[Reading text Boundary: Start]

Oh well, I'm sure whatever alternate reality you're living in is a lovely one, so long as you keep those blinders on.

Have a nice day.


----------



## aka Brett (Nov 25, 2008)

VegasACF said:


> Here's a page listing all the software that comes pre-loaded on _any_ iMac: www.apple.com/imac/software/. You're either not very thorough a researcher, or not very honest a researcher.
> 
> Personally, I'd rather purchase a Mac mini for $599 than your Dell notebook _any_ day of the week. Oh, and by the way... It comes with all the same software preloaded.
> 
> ...


well lets start math class shall we
school is in session

I just went back to apple store online .
Fact: price of notebook with same specs as my 500 dell is 2105 bucks
then when you buy vista and pay tax thats 2500 bucks
Thats alot of green

for 2500 i can buy a killer laptop that no mac can ever touch

The Mac note books are nice i have to admit though,but about 800 dollars worth of nice

next
I just built a mini mac with dvd writer ,monitor keyboard 2 gigs ram
and modem
total 1600 bucks add windows now 1850 --
it is worth about 450

Once again where I come from I could build the hottest desktop for them bucks.

next
The mini
with dvd writer
and 2 gigs
923 bucks
its worth 300 in reality
once again
i can build a very powerful rig with that money
hey need windows still so now its 1100 to 1200 bucks

I like the mac operating systen dont get me wrong
but i am not letting the apple people #$%# me with paying an outragous price for lower than standard hardware!

*WINNER WINDOWS ---Simple*


----------



## aka Brett (Nov 25, 2008)

Here is a mini mac and then one very hot smoking rig for the same money both from the same place.
Can we say Advantage Windows
How bout this

Check out this NICE HP

Wow look at dells mini


----------



## VegasACF (May 27, 2005)

brett888 said:


> Once again where I come from I could build the hottest desktop for them bucks.


Ah, I think we've finally hit on something.

If computers were cars you'd rather have this:










While _I'd_ rather have _this_:










Mystery solved.


----------



## aka Brett (Nov 25, 2008)

VegasACF said:


> Ah, I think we've finally hit on something.
> 
> If computers were cars you'd rather have this:
> 
> ...


Now if it just come in green..............


----------



## aka Brett (Nov 25, 2008)

[Reading text Boundary: End]
[Entries shown Boundary: Start]

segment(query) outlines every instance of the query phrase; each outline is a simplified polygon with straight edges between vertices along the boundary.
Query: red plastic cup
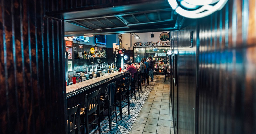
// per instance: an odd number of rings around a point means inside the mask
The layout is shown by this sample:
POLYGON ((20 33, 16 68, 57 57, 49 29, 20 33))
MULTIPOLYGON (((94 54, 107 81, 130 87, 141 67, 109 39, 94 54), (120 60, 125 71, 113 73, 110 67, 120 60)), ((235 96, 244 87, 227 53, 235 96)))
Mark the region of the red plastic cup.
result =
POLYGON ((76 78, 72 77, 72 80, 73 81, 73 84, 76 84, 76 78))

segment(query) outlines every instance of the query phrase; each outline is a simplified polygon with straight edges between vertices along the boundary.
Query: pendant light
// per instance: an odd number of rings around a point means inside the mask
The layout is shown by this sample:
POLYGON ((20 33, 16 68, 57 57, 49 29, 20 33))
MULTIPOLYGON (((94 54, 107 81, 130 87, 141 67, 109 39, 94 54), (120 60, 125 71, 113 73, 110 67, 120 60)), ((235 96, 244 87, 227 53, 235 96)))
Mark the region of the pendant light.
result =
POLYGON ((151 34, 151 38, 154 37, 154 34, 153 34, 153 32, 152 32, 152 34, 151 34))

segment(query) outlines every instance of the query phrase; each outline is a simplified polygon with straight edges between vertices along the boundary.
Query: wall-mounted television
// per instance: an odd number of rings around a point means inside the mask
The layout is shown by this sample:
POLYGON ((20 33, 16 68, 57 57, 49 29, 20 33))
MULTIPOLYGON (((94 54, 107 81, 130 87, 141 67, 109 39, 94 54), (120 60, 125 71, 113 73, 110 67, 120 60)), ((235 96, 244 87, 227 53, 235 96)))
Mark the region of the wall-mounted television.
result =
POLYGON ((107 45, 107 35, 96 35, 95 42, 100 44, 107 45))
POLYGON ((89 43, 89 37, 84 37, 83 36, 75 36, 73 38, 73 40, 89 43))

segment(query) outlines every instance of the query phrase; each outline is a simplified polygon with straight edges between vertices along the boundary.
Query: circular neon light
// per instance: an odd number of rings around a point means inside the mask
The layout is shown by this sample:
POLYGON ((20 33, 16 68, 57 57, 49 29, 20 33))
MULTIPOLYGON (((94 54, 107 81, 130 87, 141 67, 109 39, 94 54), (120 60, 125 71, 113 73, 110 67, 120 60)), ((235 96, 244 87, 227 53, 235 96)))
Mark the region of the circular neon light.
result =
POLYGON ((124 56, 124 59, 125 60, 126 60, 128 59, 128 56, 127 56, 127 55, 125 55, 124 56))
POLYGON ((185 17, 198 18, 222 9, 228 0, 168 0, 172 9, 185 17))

[Entries shown Boundary: End]
[Entries shown Boundary: Start]

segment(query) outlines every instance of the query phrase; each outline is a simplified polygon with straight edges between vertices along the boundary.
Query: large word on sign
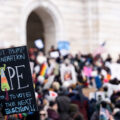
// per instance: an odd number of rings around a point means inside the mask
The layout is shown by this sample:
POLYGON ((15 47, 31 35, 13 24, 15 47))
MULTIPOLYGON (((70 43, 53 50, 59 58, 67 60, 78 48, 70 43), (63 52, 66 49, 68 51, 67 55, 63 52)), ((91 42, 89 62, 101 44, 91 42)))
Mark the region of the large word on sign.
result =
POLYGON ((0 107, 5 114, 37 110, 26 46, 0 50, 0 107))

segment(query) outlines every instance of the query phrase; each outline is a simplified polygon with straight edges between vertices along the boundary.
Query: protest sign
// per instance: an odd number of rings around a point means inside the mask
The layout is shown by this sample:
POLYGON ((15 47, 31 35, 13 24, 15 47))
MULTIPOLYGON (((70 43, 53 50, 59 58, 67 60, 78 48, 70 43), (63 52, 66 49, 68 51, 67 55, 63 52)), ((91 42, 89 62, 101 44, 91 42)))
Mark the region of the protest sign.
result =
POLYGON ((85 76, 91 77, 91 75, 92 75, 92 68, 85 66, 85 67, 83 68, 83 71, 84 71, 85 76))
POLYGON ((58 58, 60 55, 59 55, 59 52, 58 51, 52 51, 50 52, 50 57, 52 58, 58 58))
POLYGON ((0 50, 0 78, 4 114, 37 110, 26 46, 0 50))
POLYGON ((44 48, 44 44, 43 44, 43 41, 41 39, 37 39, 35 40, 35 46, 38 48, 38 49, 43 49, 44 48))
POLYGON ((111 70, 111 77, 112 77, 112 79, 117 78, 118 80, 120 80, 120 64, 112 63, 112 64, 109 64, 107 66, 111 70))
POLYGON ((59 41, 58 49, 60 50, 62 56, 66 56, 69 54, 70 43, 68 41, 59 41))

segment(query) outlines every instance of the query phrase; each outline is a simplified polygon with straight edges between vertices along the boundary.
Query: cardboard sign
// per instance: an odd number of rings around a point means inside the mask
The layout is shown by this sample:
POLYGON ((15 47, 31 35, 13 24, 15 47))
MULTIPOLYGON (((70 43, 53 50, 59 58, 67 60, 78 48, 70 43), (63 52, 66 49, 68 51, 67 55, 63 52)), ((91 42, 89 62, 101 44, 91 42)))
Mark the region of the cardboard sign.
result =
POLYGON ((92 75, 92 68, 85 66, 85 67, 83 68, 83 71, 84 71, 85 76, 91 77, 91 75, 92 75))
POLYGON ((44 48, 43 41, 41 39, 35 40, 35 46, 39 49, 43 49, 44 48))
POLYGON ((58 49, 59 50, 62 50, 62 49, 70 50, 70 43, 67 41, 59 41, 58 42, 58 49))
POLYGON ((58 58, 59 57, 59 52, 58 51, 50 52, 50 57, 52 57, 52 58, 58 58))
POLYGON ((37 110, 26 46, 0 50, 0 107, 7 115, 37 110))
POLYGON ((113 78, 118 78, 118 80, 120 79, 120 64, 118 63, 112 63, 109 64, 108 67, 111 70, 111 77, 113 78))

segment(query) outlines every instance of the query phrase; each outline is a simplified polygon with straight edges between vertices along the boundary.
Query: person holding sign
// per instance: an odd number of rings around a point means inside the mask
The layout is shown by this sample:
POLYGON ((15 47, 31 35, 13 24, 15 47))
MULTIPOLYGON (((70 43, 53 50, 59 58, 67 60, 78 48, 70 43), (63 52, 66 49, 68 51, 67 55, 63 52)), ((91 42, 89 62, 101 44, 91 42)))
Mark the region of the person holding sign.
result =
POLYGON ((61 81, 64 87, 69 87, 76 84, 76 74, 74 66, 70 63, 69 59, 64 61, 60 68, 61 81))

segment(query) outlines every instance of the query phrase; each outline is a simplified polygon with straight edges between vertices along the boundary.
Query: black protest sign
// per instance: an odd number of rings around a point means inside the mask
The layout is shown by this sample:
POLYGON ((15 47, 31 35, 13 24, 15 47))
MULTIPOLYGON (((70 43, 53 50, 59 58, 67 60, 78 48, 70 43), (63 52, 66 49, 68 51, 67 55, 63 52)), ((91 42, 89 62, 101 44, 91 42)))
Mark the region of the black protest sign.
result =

[Entries shown Boundary: End]
[Entries shown Boundary: Start]

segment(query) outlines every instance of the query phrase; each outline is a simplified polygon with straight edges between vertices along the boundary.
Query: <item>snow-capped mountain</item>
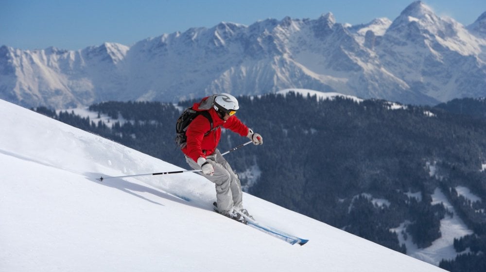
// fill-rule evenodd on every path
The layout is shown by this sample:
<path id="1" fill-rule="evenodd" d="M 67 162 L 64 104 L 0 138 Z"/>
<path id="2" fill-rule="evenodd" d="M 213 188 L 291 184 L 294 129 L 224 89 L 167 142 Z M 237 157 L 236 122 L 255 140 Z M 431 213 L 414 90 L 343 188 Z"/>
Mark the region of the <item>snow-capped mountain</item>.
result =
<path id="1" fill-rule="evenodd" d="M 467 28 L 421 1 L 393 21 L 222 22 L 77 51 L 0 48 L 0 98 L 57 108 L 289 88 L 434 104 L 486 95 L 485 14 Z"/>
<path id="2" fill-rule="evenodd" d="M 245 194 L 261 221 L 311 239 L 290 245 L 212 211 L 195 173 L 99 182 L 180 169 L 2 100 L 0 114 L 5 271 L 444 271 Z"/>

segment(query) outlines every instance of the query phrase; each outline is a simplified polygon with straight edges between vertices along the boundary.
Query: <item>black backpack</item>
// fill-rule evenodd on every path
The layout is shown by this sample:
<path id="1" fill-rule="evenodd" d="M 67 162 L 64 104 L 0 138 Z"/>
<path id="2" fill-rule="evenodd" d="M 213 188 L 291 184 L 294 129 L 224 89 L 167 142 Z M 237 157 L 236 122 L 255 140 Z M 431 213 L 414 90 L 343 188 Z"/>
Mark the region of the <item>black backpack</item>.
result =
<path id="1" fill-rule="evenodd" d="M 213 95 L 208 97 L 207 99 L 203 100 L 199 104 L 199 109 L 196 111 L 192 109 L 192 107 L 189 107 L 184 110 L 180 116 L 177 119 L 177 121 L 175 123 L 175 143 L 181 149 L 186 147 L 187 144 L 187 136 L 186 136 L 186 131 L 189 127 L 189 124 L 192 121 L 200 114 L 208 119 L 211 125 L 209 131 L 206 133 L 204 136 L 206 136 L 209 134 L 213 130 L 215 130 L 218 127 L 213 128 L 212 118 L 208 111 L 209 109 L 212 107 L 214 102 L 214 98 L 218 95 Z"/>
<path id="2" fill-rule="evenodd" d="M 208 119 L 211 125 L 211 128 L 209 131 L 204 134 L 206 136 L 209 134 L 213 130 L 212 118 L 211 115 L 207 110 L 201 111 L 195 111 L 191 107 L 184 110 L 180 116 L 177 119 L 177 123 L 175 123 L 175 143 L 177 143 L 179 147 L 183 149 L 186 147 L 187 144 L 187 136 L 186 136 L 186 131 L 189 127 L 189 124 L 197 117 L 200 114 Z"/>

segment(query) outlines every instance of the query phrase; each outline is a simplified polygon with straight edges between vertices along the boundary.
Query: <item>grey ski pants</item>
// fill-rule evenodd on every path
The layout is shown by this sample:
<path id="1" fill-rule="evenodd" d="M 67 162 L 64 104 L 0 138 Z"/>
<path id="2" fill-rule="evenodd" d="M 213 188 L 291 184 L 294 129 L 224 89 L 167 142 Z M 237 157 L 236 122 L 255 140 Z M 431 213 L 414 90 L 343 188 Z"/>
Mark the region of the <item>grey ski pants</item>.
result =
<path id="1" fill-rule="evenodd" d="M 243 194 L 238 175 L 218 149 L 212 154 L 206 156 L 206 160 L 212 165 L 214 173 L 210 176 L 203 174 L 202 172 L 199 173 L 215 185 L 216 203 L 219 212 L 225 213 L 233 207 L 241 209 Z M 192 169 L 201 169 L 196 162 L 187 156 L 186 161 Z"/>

[Entries shown Boundary: End]

▸ Requirement A: What price does the Mac-versus-Windows forum thread give for a Mac notebook with the same specs as the "500 dell"?
▸ Requirement B: Copy the part of the Mac-versus-Windows forum thread starting with "I like the mac" and going on through "the same place.".
▸ Requirement C: Continue the Mac-versus-Windows forum thread from where it stops.
The records have no connection to the Mac-versus-Windows forum thread.

▸ Exercise output A: 2105 bucks.

▸ Exercise output B:
I like the mac operating systen dont get me wrong
but i am not letting the apple people #$%# me with paying an outragous price for lower than standard hardware!

*WINNER WINDOWS ---Simple*


----------



## aka Brett (Nov 25, 2008)

Here is a mini mac and then one very hot smoking rig for the same money both from the same place.

▸ Exercise output C:
vegas:
Mac is a great os
With mac there is far far less problems with infections
Mac has some great applications available
these are high end and aimed for the professional
the everyday user will not use them for the most part
as far as being able to run vista with a mac --you still have to buy your own vista---and that can be high
mac nails you with the cost of the hardware
There is alot of competition with manufactures for windows so it is very affordable.
To me a mac is considered a luxery while windows would be a necessity,
Which would I rather have under the tree on xmas?yes a mac
i already have windows.
I use ubuntu if i have to do some dangerous surfing or need a specialized application.
yes i have to hunt and dig and work the bugs out of it.
If i were to buy a mac it would be to take advantage of one thier professional applications.
my user style does not have that need.
In my opinion apple should be where windows is right now,but they arent.
Apple made great strides in technology in the early days.
If it were not for apple,then windows not be where it is today.
It was just timing and windows approach,it was a gamble but it worked.
Windows was made easy,and with that it made itself open target for many infections.
Apple is far superior in this area that goes without saying.
In reality it is a better operating sysytem.
However there is not the abundance of software available as for windows.
With apple and its license to only install on apple equipment,there is no competition
therefore you have to pay a nice price for a mac.
This is why apple does not have as large a share in the world as windows does.
If apple were to lower its price then a larger share would follow fast,
with this we would get tons of new software available just as windows.
With this we would have people slipping trojans in the software just as is done with the windows software.
So therefore one can not win either way.
You either have to takes windows and have to use caution all the time and have all the software you could imagine,or take an apple have a more limmited selection but better software.
Windows has stole a few ideas from apple,and apple doesnt want anything to resemble windows at all.
The competition with the 2 has only brought improovements in both.
When apple decides to lower the price or let pc manufactures sell the apple os preinstalled.
I will be the first one to purchase one when this happens,as the software vendors would also follow.


----------



## Headrush (Feb 9, 2005)

brett888 said:


> Here is a mini mac and then one very hot smoking rig for the same money both from the same place.
> Can we say Advantage Windows
> How bout this
> 
> ...


What you totally miss is the target market each computer is trying to reach.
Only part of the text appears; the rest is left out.